WHAT YOU SHOULD DO: Condense the paragraph in the patch message below that begins "SO_REUSEPORT sockets on the same port" into one shorter sentence that keeps its main facts.
===== PASSAGE GIVEN
[systemd-devel] [PATCH] core: support Distribute=n to distribute to n workers

Shawn Landden shawn at churchofgit.com
Fri Dec 13 20:23:25 PST 2013


If Distribute=n, turns SO_REUSEPORT on, and spawns
n workers to handling incoming requests.

SO_REUSEPORT sockets on the same port must all be created
by the same uid, therefore using the option allows
other root programs (or programs of the same user
if running in --user mode) to "hijack" this port, even
after systemd reserves it.

We spawn workers at a rate approximentally reverse
exponentially proportianal to the number of incoming connections.
Faster based on the time for new workers to start accept()ing
and their load, or slower if systemd is under load.
---
 TODO                                  |  3 +-
 man/systemd.socket.xml                | 15 +++++++-
 src/core/dbus-socket.c                |  4 +--
 src/core/load-fragment-gperf.gperf.m4 |  3 +-
 src/core/service.c                    |  4 +--
 src/core/socket.c                     | 68 ++++++++++++++++++++++-------------
 src/core/socket.h                     |  5 ++-
 src/shared/conf-parser.c              | 32 +++++++++++++++++
 src/shared/conf-parser.h              |  1 +
 9 files changed, 101 insertions(+), 34 deletions(-)

diff --git a/TODO b/TODO
index 0b43888..2abe1b4 100644
--- a/TODO
+++ b/TODO
@@ -73,7 +73,7 @@ Features:
 
 * rfkill,backlight: we probably should run the load tools inside of the udev rules so that the state is properly initialized by the time other software sees it
 
-* Add a new Distribute=$NUMBER key to socket units that makes use of SO_REUSEPORT to distribute network traffic on $NUMBER instances
+* tmpfiles: when applying ownership to /run/log/journal, also do this for the journal fails contained in it
 
 * move config_parse_path_strv() out of conf-parser.c
 
@@ -181,7 +181,6 @@ Features:
 * teach ConditionKernelCommandLine= globs or regexes (in order to match foobar={no,0,off})
==========
===== DATASET
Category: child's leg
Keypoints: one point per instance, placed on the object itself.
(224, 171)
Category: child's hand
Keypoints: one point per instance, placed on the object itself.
==========
SOLUTION TO THIS EXERCISE: Since every SO_REUSEPORT socket on a port must be created by the same uid, the option lets other root programs, or same-user programs in --user mode, "hijack" the port even after systemd reserves it.